**WORK ORDER**
The whole listing should be written out again exactly.
*** PROVIDED DATA
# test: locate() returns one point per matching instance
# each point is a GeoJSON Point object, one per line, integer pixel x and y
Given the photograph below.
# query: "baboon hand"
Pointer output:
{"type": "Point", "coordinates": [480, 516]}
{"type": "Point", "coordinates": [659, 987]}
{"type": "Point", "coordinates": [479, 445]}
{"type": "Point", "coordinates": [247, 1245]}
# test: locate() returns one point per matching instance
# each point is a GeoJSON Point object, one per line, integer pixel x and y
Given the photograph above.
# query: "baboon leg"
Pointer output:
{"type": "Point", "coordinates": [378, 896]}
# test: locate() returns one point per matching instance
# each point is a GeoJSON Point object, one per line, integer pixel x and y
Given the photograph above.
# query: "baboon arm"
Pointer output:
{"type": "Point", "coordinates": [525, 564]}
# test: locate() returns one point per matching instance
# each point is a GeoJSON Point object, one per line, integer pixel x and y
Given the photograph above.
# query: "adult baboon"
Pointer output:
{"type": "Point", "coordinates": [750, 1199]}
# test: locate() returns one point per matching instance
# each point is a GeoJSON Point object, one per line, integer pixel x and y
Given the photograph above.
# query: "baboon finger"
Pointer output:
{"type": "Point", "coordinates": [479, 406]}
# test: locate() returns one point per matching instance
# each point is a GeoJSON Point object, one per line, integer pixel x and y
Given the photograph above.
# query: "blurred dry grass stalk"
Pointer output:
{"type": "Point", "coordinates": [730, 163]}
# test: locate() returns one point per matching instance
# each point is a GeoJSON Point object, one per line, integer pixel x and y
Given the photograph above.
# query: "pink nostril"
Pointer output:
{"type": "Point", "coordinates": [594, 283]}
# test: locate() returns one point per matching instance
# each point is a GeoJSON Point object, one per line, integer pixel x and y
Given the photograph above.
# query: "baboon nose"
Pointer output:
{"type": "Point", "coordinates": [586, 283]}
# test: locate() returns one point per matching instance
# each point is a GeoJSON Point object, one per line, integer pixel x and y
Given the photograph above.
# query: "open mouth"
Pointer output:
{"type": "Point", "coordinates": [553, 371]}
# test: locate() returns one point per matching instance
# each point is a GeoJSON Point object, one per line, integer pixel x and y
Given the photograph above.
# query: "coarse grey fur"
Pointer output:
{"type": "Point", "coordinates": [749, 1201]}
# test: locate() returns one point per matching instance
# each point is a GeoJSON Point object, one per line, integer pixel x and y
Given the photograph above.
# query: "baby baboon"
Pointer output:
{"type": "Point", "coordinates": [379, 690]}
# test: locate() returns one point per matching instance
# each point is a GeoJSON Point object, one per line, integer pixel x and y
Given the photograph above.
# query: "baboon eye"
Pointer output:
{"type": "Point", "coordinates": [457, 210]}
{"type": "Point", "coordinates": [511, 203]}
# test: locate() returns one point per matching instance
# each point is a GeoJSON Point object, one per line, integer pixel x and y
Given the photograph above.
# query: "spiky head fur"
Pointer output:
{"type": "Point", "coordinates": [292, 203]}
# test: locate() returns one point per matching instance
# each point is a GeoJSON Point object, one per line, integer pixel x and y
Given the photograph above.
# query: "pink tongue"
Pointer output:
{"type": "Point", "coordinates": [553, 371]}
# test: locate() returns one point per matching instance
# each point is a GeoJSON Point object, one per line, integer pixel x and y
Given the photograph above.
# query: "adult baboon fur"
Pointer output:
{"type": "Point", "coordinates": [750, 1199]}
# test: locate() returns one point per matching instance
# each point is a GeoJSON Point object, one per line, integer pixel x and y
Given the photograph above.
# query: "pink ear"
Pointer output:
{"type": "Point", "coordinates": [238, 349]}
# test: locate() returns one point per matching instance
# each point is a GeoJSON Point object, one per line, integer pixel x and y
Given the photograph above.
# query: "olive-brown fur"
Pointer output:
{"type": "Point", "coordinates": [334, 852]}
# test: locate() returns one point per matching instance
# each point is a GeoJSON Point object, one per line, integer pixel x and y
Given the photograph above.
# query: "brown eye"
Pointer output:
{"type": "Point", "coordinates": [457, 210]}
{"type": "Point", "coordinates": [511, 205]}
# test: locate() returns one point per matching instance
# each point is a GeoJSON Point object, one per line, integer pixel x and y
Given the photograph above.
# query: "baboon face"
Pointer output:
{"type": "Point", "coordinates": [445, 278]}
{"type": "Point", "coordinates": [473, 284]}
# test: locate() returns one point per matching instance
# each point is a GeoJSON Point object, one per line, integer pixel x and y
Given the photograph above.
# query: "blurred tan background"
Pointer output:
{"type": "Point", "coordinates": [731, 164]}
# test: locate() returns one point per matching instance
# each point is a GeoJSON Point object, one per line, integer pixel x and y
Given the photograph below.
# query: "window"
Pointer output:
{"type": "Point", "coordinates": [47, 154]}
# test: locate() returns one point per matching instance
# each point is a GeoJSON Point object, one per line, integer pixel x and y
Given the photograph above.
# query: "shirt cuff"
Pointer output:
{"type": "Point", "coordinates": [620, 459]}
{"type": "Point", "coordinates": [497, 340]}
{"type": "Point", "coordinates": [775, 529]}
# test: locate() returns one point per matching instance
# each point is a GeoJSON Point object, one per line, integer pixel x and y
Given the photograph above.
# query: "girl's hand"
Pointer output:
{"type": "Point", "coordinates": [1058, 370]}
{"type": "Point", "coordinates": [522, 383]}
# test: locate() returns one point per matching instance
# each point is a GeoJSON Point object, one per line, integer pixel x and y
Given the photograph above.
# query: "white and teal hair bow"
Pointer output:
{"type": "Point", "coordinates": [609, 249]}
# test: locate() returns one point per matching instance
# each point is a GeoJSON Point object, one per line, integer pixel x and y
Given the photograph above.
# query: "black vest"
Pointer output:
******
**RESULT OF THIS TASK**
# test: locate() returns one point per matching instance
# each point is a GeoJSON Point object, one per line, integer pixel x and y
Given the photograph below.
# query: "baboon hand"
Pointer output:
{"type": "Point", "coordinates": [480, 516]}
{"type": "Point", "coordinates": [659, 987]}
{"type": "Point", "coordinates": [479, 445]}
{"type": "Point", "coordinates": [247, 1245]}
# test: locate() returns one point per matching instance
# each point is a GeoJSON Point object, one per line, integer pixel x and y
Given the photograph above.
# query: "baboon leg"
Pointer output:
{"type": "Point", "coordinates": [378, 896]}
# test: locate() returns one point per matching instance
# each point is a GeoJSON Point object, one per line, integer pixel x and y
Given the photograph above.
# query: "baboon arm"
Pointer output:
{"type": "Point", "coordinates": [525, 564]}
# test: locate() returns one point per matching instance
# each point is a GeoJSON Point object, one per line, integer pixel x and y
Given the photograph above.
# query: "adult baboon"
Pointer output:
{"type": "Point", "coordinates": [750, 1199]}
# test: locate() returns one point per matching instance
# each point is a GeoJSON Point object, one per line, integer pixel x and y
Given the photograph above.
# query: "baboon finger"
Pointer output:
{"type": "Point", "coordinates": [479, 406]}
# test: locate() returns one point per matching instance
# each point is a GeoJSON Point object, one per line, integer pixel x and y
Given the photograph above.
# query: "blurred dry grass stalk"
Pointer output:
{"type": "Point", "coordinates": [730, 163]}
# test: locate() returns one point per matching instance
# each point is a GeoJSON Point object, one per line, integer pixel x and y
Given the photograph above.
# query: "pink nostril"
Pointer output:
{"type": "Point", "coordinates": [594, 283]}
# test: locate() returns one point per matching instance
# each point is a GeoJSON Point object, one per line, integer pixel x and y
Given the photograph above.
# query: "baboon nose"
Pointer output:
{"type": "Point", "coordinates": [586, 283]}
# test: locate() returns one point per matching instance
# each point is a GeoJSON Point object, one per line, integer pixel x and y
Given the photograph above.
# query: "open mouth"
Pointer output:
{"type": "Point", "coordinates": [553, 371]}
# test: locate() returns one point per matching instance
# each point is a GeoJSON Point object, one per line, integer pixel x and y
Given the photograph above.
# query: "coarse grey fur"
Pointer output:
{"type": "Point", "coordinates": [749, 1201]}
# test: locate() returns one point per matching instance
# each point is a GeoJSON Point object, one per line, integer pixel x and y
Given the photograph above.
# query: "baby baboon"
Pointer output:
{"type": "Point", "coordinates": [379, 690]}
# test: locate() returns one point per matching instance
# each point is a GeoJSON Point object, one per line, integer pixel x and y
Given the photograph above.
# query: "baboon eye"
Pointer output:
{"type": "Point", "coordinates": [457, 210]}
{"type": "Point", "coordinates": [511, 203]}
# test: locate() returns one point per matching instance
# each point is a GeoJSON Point object, one per line, integer pixel x and y
Given the photograph above.
# query: "spiky head fur"
Pointer output:
{"type": "Point", "coordinates": [292, 203]}
# test: locate() returns one point per matching instance
# each point is a GeoJSON Point object, one per line, integer pixel x and y
Given the photograph above.
# query: "pink tongue"
Pointer output:
{"type": "Point", "coordinates": [553, 371]}
# test: locate() returns one point per matching instance
# each point is a GeoJSON Point object, one per line, integer pixel x and y
Given the photograph above.
# query: "adult baboon fur"
Pointer output:
{"type": "Point", "coordinates": [750, 1199]}
# test: locate() returns one point per matching instance
# each point is a GeoJSON Point object, one per line, integer pixel x and y
Given the photograph above.
# query: "pink ear"
Pointer output:
{"type": "Point", "coordinates": [238, 349]}
# test: locate() returns one point per matching instance
# each point is a GeoJSON Point object, one per line, integer pixel x and y
Given the photograph above.
# query: "olive-brown fur"
Pointer output:
{"type": "Point", "coordinates": [334, 852]}
# test: locate() returns one point per matching instance
# each point is a GeoJSON Point object, one per line, integer pixel x and y
Given the photograph above.
# query: "brown eye"
Pointer output:
{"type": "Point", "coordinates": [457, 210]}
{"type": "Point", "coordinates": [511, 205]}
# test: locate() returns one point per matching instance
# each point is a GeoJSON Point object, one per line, integer pixel x and y
Given the photograph above.
# query: "baboon face"
Pointer output:
{"type": "Point", "coordinates": [445, 278]}
{"type": "Point", "coordinates": [473, 284]}
# test: locate() returns one point per matching instance
# each point is a GeoJSON Point object, one per line, integer pixel x and y
Given the photograph above.
# query: "blurred tan background"
Pointer output:
{"type": "Point", "coordinates": [731, 164]}
# test: locate() returns one point per matching instance
# each point is a GeoJSON Point object, one per line, integer pixel x and y
Given the photograph below.
# query: "window"
Pointer output:
{"type": "Point", "coordinates": [47, 154]}
# test: locate() returns one point per matching instance
# each point is a GeoJSON Point object, one per line, integer pixel x and y
Given the photograph above.
# query: "shirt cuff"
Pointer output:
{"type": "Point", "coordinates": [620, 459]}
{"type": "Point", "coordinates": [497, 340]}
{"type": "Point", "coordinates": [775, 529]}
# test: locate() returns one point per matching instance
# each point is a GeoJSON Point object, one per line, integer pixel x and y
Given the photograph above.
# query: "girl's hand"
Pointer output:
{"type": "Point", "coordinates": [1058, 370]}
{"type": "Point", "coordinates": [522, 383]}
# test: locate() returns one point per matching instance
# each point is a GeoJSON Point object, one per line, integer pixel x and y
Given the photograph above.
# query: "white and teal hair bow"
Pointer output:
{"type": "Point", "coordinates": [609, 249]}
# test: locate() returns one point per matching instance
# each point is a GeoJSON Point object, one per line, integer pixel x and y
Given the photograph above.
# query: "black vest"
Pointer output:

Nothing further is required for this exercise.